* _DOCUMENT SEGMENT_:
Depending on the nature of the business, customer segmentation can require some serious mathematical analysis to be done properly. However, in the spirit of our non-geek guide, we will approach customer segmentation by asking one simple question:
How would I group my customers if I wanted to customize my marketing, retention, or product offerings?
Customer segmentation can occur on many bases: demographic, psychographic, behavioral, and so forth. The key is knowing which breakdown is most valuable for your business.
The most logical first step is to break down the segments based on differentiated products or services. For instance, say your department provides support services both to small businesses and individuals. If the offerings to these two types of customers are distinct, you would probably want to segment your customer base into business customers and individual customers. In other words, you would calculate a Customer Lifetime Value for each segment.
If your business does not have obvious divisions like the one above, you should consider what factors have the most impact on customer buying characteristics - or segment on behavior itself. In the first case, you would simply ask yourself what impacts purchasing. Do men and women have different buying patterns? Is household income important to purchasing behavior? Is there a psychographic factor like "plays golf more than twice a week" that really differentiates activity?

* _DATA FOR ANALYSIS_:
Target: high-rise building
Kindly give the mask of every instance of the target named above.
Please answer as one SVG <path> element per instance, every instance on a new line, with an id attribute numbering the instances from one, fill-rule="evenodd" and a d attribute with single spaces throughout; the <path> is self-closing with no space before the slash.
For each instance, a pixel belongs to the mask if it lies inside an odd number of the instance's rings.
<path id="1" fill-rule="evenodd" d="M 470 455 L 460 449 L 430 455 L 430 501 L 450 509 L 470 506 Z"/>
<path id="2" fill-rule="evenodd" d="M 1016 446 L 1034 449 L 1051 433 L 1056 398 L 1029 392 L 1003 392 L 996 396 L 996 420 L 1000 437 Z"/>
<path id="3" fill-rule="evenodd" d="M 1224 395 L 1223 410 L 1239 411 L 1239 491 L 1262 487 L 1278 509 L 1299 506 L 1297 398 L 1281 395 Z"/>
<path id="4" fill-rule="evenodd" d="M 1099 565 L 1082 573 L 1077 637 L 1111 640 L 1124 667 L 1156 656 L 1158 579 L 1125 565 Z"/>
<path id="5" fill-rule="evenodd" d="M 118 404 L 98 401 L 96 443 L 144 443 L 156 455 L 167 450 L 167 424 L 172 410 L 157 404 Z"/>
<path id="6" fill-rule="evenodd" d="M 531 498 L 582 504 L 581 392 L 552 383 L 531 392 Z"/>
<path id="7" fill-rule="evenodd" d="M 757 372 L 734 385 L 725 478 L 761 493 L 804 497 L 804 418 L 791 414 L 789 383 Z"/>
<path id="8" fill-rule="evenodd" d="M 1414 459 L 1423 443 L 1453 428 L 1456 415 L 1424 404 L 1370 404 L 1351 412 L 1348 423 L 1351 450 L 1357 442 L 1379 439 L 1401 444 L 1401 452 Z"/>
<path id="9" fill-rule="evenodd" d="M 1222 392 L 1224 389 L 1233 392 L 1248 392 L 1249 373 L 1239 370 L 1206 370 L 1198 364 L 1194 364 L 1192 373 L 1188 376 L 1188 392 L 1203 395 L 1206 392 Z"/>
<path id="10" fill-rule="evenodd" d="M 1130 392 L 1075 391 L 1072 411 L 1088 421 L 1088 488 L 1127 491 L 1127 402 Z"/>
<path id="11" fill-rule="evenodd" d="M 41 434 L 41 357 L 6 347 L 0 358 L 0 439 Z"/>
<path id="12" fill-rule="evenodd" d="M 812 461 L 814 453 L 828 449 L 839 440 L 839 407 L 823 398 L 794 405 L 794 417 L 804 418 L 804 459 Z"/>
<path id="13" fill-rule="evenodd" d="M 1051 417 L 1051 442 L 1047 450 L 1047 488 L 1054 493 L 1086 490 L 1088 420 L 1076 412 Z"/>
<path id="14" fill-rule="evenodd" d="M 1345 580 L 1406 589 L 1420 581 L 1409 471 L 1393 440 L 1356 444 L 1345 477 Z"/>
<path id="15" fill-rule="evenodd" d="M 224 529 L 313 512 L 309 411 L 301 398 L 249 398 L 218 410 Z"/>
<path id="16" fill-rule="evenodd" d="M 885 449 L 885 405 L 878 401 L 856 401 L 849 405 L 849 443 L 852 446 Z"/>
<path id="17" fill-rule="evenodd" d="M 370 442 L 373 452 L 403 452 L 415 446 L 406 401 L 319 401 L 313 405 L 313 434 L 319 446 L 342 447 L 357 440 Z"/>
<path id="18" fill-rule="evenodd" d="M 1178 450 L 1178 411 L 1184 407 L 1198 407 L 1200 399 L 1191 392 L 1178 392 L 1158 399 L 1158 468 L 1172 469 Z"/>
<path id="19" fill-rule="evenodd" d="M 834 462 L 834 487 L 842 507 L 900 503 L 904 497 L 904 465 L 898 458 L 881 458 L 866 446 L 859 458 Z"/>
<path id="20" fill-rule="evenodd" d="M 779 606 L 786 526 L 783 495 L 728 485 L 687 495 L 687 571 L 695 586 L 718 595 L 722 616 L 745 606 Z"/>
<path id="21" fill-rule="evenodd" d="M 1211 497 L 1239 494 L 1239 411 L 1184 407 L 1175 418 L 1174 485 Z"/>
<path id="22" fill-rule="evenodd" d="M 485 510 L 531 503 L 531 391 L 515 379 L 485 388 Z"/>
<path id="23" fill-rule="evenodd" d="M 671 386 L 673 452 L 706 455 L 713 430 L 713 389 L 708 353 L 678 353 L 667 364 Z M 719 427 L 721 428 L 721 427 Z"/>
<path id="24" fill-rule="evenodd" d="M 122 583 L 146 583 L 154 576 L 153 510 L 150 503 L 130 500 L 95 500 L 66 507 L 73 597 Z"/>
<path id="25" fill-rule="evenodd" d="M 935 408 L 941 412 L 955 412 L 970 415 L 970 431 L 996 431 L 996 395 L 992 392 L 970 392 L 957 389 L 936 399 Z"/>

* _REQUIRED WORK_:
In the passage on customer segmentation, what is the most logical first step for segmenting customers?

* _RESPONSE_:
Breaking down the segments based on differentiated products or services.